[SOURCE TEXT — start]
Wednesday, 27 April 2016

I am Alison...The A Word (from my perspective)

So, full child doesn't have an autism diagnosis. She has a genetic deletion, which presents a range of distinct traits with strengths & weaknesses. Hence why I've added the ‘my perspective’ to the title of this post. I cannot and do not claim to understand the experience of raising a child with autism. Despite this, ‘The A Word’ resonated with my own life. Alison often felt like gazing at my own reflection. Seeing her attempting to silence the use of the 'label', being overly assertive (pushy!) with professionals, fearing the stigma, grasping onto breakthrough moments only to be crushed by reality once again, scrambling for support to 'unlock' your child to enable them to access life, like everyone else. When I say these words I am not speaking on behalf of anyone else - I'm not suggesting that everyone feels this way, but I'll admit that I did, or, maybe more accurately, that I do.

Many of the episodes rang true for me - I kept catching glimpses of myself on screen and this made me shudder. I recognised Alison's plight - yearning both intervention but the need for privacy. The final episode felt like a culmination of these emotions. Witnessing Alison being dragged to honesty was acutely painful to watch...particularly as I feel I'm edging ever closer to that epiphany or fate. Alison was pressed to describe her son - to expand on his personality (essentially to reveal his autism)...this brought me to tears. Observing Alison stumbling over synonyms & euphemisms spoke volumes to me. Right there I was watching myself...nearly two years post diagnosis and yet saying the words, the label...hurts. Each solitary letter causes me pain, physical pain. Diagnosis, labels, your child being different ("but not less") is an enormous thing to digest. It's a strange paradox that I find myself in - I envy people's openness. Those who fight, campaign and champion their child's condition. I want to be those people but I’m not, yet.
[SOURCE TEXT — finish]
Please answer these from the blog post above:
1. What does the writer's child have instead of an autism diagnosis?
2. Which episode felt like a culmination of the writer's emotions?
3. How long after diagnosis is the writer when saying the label still hurts?
[INFORMATION SHOWN — start]
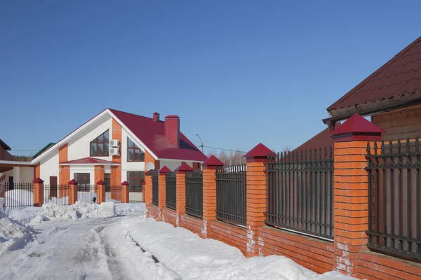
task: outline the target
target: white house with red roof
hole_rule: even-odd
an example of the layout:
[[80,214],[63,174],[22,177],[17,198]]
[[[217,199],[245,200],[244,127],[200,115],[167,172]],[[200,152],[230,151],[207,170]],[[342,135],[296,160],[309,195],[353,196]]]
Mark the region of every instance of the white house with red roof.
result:
[[[102,180],[120,186],[126,181],[130,200],[142,200],[146,171],[164,165],[174,170],[183,162],[199,169],[206,158],[180,131],[178,115],[161,120],[158,113],[147,118],[106,108],[36,155],[27,169],[31,178],[51,185],[75,179],[79,184]],[[3,164],[0,160],[0,167]]]

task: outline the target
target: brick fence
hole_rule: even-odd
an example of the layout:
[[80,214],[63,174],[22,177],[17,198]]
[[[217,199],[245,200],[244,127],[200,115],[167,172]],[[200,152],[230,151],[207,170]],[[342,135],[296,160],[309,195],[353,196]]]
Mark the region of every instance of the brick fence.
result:
[[239,248],[245,255],[281,255],[318,273],[340,271],[359,279],[421,279],[421,265],[368,250],[366,147],[381,140],[382,130],[361,118],[349,119],[332,133],[334,145],[334,234],[324,240],[282,228],[267,226],[266,174],[269,149],[259,144],[247,160],[246,227],[218,220],[215,169],[223,165],[215,156],[203,167],[203,218],[186,214],[183,164],[176,173],[176,210],[166,207],[165,173],[159,176],[159,202],[152,203],[152,172],[147,172],[145,200],[148,215],[174,226],[185,227],[203,238],[213,238]]

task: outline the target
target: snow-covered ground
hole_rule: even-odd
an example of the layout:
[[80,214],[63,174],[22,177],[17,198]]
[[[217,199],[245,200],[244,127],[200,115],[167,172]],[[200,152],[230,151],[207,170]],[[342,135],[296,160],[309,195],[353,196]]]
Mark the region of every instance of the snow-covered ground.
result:
[[[156,262],[156,260],[159,260]],[[351,279],[145,218],[144,204],[48,204],[0,213],[0,279]]]

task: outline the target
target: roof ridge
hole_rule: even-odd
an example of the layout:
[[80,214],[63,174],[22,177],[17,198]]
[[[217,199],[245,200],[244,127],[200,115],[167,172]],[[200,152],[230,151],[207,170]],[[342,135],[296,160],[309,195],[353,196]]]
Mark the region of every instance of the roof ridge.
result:
[[373,72],[371,74],[370,74],[370,76],[368,76],[367,78],[366,78],[364,80],[363,80],[361,83],[359,83],[358,85],[356,85],[355,87],[354,87],[351,90],[349,90],[348,92],[347,92],[345,94],[345,95],[342,96],[341,98],[340,98],[339,99],[338,99],[336,102],[333,102],[328,108],[328,109],[327,109],[328,111],[329,111],[330,110],[334,110],[334,109],[337,108],[332,108],[332,109],[329,110],[329,108],[332,107],[333,105],[335,105],[336,104],[338,104],[338,103],[343,102],[344,101],[345,101],[348,98],[349,98],[351,96],[352,96],[352,94],[354,92],[355,92],[356,91],[357,91],[358,90],[359,90],[361,88],[362,88],[363,86],[364,86],[366,85],[366,83],[367,82],[368,82],[369,80],[370,80],[372,78],[375,78],[376,76],[377,76],[378,74],[380,74],[385,69],[387,68],[390,64],[392,64],[393,62],[394,62],[395,61],[396,61],[396,59],[398,59],[399,57],[401,57],[402,55],[403,55],[406,52],[407,52],[410,49],[412,49],[420,41],[421,41],[421,36],[419,36],[414,41],[413,41],[412,43],[410,43],[409,45],[408,45],[406,47],[405,47],[403,50],[401,50],[399,52],[398,52],[392,58],[391,58],[390,59],[389,59],[382,66],[381,66],[380,68],[378,68],[374,72]]

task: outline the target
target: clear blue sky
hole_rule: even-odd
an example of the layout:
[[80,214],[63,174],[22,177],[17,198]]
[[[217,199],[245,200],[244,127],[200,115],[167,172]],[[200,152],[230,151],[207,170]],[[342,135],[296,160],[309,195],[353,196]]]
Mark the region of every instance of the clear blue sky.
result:
[[419,1],[4,1],[0,139],[37,150],[109,107],[179,115],[197,145],[196,132],[218,148],[295,148],[420,35],[420,10]]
[INFORMATION SHOWN — finish]
EXERCISE RESPONSE »
1. A genetic deletion.
2. The final episode.
3. Nearly two years.